# Sweetgum



## Keith (Aug 26, 2014)

Anybody ever turn any Sweetgum? Had a pretty good one taken down, and was curious if it was worth working up to turn. Looks kinda plain from the outside, but we never know. Thoughts????


----------



## Schroedc (Aug 26, 2014)

I've turned some pens from it and been pleased, I know there are a few turners that use it here. 

Here was one piece in progress a while back- http://woodbarter.com/threads/curly-sweet-gum-in-progress.15018/#post-184590


----------



## NYWoodturner (Aug 26, 2014)

Here is a link to a piece that I turned.http://woodbarter.com/threads/georgia-sweeeet-gum.9187/#post-114418
It turned like butter and the color and grain was amazing. Don't discount it too quickly.


----------



## Treecycle Hardwoods (Aug 26, 2014)

NYWoodturner said:


> Here is a link to a piece that I turned.http://woodbarter.com/threads/georgia-sweeeet-gum.9187/#post-114418
> It turned like butter and the color and grain was amazing. Don't discount it too quickly.


I forgot about that one til you posted the link! Sweet piece.

Reactions: Thank You! 1


----------



## robert flynt (Aug 26, 2014)

If you let it spalt it looks really nice. Have a friend who turns a lot of it that is spalted . He turns it thin and soaks it in linseed oil so when you hold it up to the light you can see light through the wood.


----------



## Dennis Ford (Aug 26, 2014)

I have turned quite a bit of it. 
Positives:
* The sapwood is easy to spalt
* It turns easily and sands easily
* The heartwood is often beautiful
* It is readily available in my area
Negatives:
* The sapwood is very bland unless spalted (many trees are all sapwood).
* It shrinks a LOT when drying
* It is fairly soft

Reactions: Informative 2


----------



## Overtrim (Sep 8, 2014)

Dennis Ford said:


> I have turned quite a bit of it.
> Positives:
> * The sapwood is easy to spalt
> 
> In about 2 weeks standing on end in the ground outside with a couple of rains.


----------
__________________________________________________
To do: Summarize the sweetgum thread above in two sentences.

(Point labeling dataset excerpts)
__________________________________________________
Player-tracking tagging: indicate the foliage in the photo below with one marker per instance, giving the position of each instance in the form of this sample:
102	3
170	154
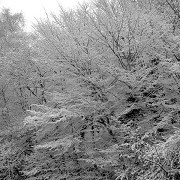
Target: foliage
101	85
__________________________________________________
Problem solution: A forum member asks whether a sweetgum tree that was taken down is worth working up for turning, since it looks plain from the outside. Other turners reply that it turns easily, can have amazing color and grain, and looks nice when spalted, though one lists drawbacks: bland sapwood unless spalted, heavy shrinkage when drying, and fairly soft wood.